Bill Massaro post #2 of the day – this email below from Bill just now – Bill was one of the individuals who requested that the $150,000 earmark be inserted into the state budget to fund the work on the new state road to the Charles River Gateway overlook. Once the Town of Medfield gives the state the required notice under the Land Disposition Agreement for the former Medfield State Hospital site, the state will then be required to construct a new access road to its Charles River Gateway overlook park on its own state land, so that the town land will no longer be required to provide that access to the public. Although the town may ultimately want to provide some such access, we will not be required to do so. We negotiated that term to require the new road to add more value to the town land.
BTW, Representative Dooley can be seen in one of my photos yesterday from the Ken and Bob retirement party, traveling incognito in shorts, a tee shirt, and a beard.
BTW #2, today is Ken Feeney Day in Medfield!
FYI-
Thanks to Sen. Timilty and Rep. Dooley, to paraphrase Mark Twain I am happy to say:
“The reports of our earmark’s death have been greatly exaggerated!”
In conversation with Shawn Dooley yesterday, I asked if the House had also failed to get the Access earmark into the override budget. He seemed surprised and said that it was definitely in the House bundle; and unless something happened in the Senate at the last minute, it should have been included in the combined package sent back to the Governor. He did say it was a single item in the middle of a large bundle…. He promised to check it out and let me know what happened…
I got an e-mail from Rep. Dooley and an apologetic call from Molly in Sen. Timilty’s office this a.m. confirming that the combined budget with the Access earmark for $150K sponsored by Sen. Timilty did go back to the Governor. (She did caution that there is always the potential of subsequent budget cuts by the Governor in the fall and spring, but for now it’s in!)

Records =
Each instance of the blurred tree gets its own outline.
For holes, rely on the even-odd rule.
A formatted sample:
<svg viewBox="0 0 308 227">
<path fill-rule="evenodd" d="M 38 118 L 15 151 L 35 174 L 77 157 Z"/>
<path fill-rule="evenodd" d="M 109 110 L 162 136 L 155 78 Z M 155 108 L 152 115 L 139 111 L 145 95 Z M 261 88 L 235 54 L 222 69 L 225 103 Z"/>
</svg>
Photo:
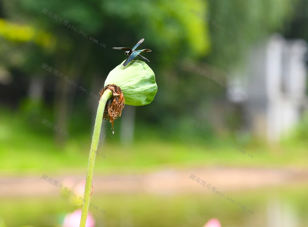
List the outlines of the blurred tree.
<svg viewBox="0 0 308 227">
<path fill-rule="evenodd" d="M 7 39 L 0 42 L 0 59 L 11 69 L 22 71 L 28 80 L 44 78 L 45 89 L 54 98 L 55 124 L 64 130 L 74 106 L 87 114 L 84 103 L 92 98 L 84 95 L 79 86 L 91 87 L 89 91 L 98 95 L 108 72 L 125 57 L 112 47 L 132 47 L 142 38 L 145 39 L 142 47 L 152 51 L 144 56 L 151 61 L 149 64 L 156 75 L 158 90 L 152 104 L 139 108 L 137 114 L 170 130 L 175 122 L 179 124 L 179 113 L 190 114 L 207 99 L 224 95 L 221 87 L 212 86 L 200 75 L 192 76 L 184 71 L 186 66 L 183 60 L 189 58 L 206 60 L 228 69 L 239 61 L 249 47 L 237 37 L 251 43 L 276 30 L 289 15 L 293 4 L 287 0 L 0 2 L 3 7 L 0 16 L 5 19 L 2 21 L 4 23 L 19 24 L 39 34 L 49 34 L 41 36 L 42 42 L 50 43 L 47 47 L 40 45 L 37 39 L 22 42 L 16 40 L 29 36 L 33 33 L 31 29 L 23 35 L 15 31 L 10 39 L 0 32 L 1 41 Z M 190 12 L 192 8 L 216 20 L 226 31 L 214 27 L 212 21 L 208 22 Z M 237 38 L 227 34 L 227 30 Z M 18 61 L 11 57 L 14 50 L 21 54 Z M 43 70 L 43 63 L 74 80 L 78 87 Z M 77 101 L 79 94 L 82 95 Z M 189 108 L 184 109 L 185 106 Z M 89 121 L 86 119 L 83 123 Z M 63 138 L 56 135 L 59 139 Z"/>
</svg>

Task brief =
Using the post about the Charles River Gateway earmark above, decide whether each statement agrees with it. Answer yes or no for each, and quote the deciding words. 1. The earmark for work on the new state road was for $150,000. 2. After the notice is given, the town will be required to provide public access to the overlook. 3. The call from Sen. Timilty's office confirmed that the combined budget with the earmark went back to the Governor.

Your solution =
1. Yes: "requested that the $150,000 earmark be inserted into the state budget to fund the work on the new state road to the Charles River Gateway overlook"
2. No: "Although the town may ultimately want to provide some such access, we will not be required to do so."
3. Yes: "confirming that the combined budget with the Access earmark for $150K sponsored by Sen. Timilty did go back to the Governor"